====== Text ======

Artis filed a writ of certiorari, and the Supreme Court agreed to hear the case to resolve the two competing approaches to interpreting Section 1367(d): a “stop the clock” reading (advocated by Artis) and the grace period reading sought by the employer.

Section 1367 permits federal courts to entertain claims not otherwise within their adjudicatory authority when the claims “form part of the same case or controversy,” including state claims brought along with federal claims arising from the same episode. Section 1367(d) provides: “The period of limitations for any [state] claim [joined with a claim within federal-court competence] shall be tolled while the claim is pending [in federal court] and for a period of 30 days after it is dismissed unless State law provides for a longer tolling period.”

The question for the justices: “Does the word ‘tolled,’ as used in Section 1367(d), mean the state limitations period is suspended during the pendency of the federal suit; or does ‘tolled’ mean that, although the state limitations period continues to run, a plaintiff is accorded a grace period of 30 days to refile in state court following dismissal of the federal case?”

In an opinion authored by Justice Ruth Bader Ginsburg, the majority sided with Artis to interpret Section 1367(d) as a “stop the clock” provision.

“We hold that Section 1367(d)’s instruction to ‘toll’ a state limitations period means to hold it in abeyance, i.e., to stop the clock,” the Court said. “Because the D.C. Court of Appeals held that Section 1367(d) did not stop the D.C. Code’s limitations clock, but merely provided a 30-day grace period for refiling in D.C. Superior Court, we reverse the D.C. Court of Appeals’ judgment.”

In the context of a time prescription like that found in the statute, the ordinary meaning of the term “tolled” means the limitations period is suspended while the claim is pending elsewhere, Justice Ginsburg wrote, and then starts running again when the tolling period ends, picking up where it left off.

Supreme Court decisions use the words “toll” and “suspend” interchangeably, she noted. Alternatively, the District was unable to point to any federal statute in which a grace period meaning has been ascribed to the word “tolled” or any word similarly rooted, leaving the employer without a statutory text on which to base its interpretation.

This reading was further supported by judicial decisions, with only one Supreme Court decision employing tolling language to describe a grace period, a “feather on the scale against the weight of decisions in which ‘tolling’ a statute of limitations signals stopping the clock,” the Court said.

The majority was not persuaded by the District’s attempt to argue that Artis’ reading would render the 30-day period in Section 1367(d) essentially superfluous. “Including the 30 days within Section 1367(d)’s tolling period accounts for cases in which a federal action is commenced close to the expiration date of the relevant state statute of limitations,” the Court said. “In such a case, the added days give the plaintiff breathing space to refile in state court.”

Adding a “brief span” of days to the tolling period is not unusual in stop-the-clock statutes, the Court added, finding that 30 days “casts no large shadow on Artis’ interpretation.”

Finally, the justices rejected the District’s constitutional concern that Artis’ interpretation exceeded Congress’ authority under the Necessary and Proper Clause because it overstepped states’ rights. Section 1367(d) provides federal court judges an alternative to the option of dismissing all ancillary state law claims that might be time barred in state court and eliminates an impediment to federal court access for plaintiffs pursuing both federal and state law claims arising from the same episode, the majority said.

====== Information provided ======

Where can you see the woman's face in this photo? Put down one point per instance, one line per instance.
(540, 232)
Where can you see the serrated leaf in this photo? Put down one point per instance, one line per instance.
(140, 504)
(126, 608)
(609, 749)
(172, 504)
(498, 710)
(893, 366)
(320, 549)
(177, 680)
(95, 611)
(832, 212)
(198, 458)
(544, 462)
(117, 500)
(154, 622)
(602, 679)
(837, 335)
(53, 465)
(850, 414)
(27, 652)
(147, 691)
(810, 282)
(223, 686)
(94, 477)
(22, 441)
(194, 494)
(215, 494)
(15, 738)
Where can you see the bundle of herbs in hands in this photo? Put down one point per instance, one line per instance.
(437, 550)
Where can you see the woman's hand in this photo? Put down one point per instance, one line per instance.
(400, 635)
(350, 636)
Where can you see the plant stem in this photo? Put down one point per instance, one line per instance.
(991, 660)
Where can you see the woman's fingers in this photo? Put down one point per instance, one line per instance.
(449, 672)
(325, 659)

======
====== Information provided ======

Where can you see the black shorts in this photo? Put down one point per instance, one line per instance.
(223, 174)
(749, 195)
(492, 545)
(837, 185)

======

◆ **What this task involves**: Please copy the stretch of the Section 1367(d) ruling text from "In an opinion" through "it left off.". The source records play no part in this work.

◆ **Output of the task**:
In an opinion authored by Justice Ruth Bader Ginsburg, the majority sided with Artis to interpret Section 1367(d) as a “stop the clock” provision.

“We hold that Section 1367(d)’s instruction to ‘toll’ a state limitations period means to hold it in abeyance, i.e., to stop the clock,” the Court said. “Because the D.C. Court of Appeals held that Section 1367(d) did not stop the D.C. Code’s limitations clock, but merely provided a 30-day grace period for refiling in D.C. Superior Court, we reverse the D.C. Court of Appeals’ judgment.”

In the context of a time prescription like that found in the statute, the ordinary meaning of the term “tolled” means the limitations period is suspended while the claim is pending elsewhere, Justice Ginsburg wrote, and then starts running again when the tolling period ends, picking up where it left off.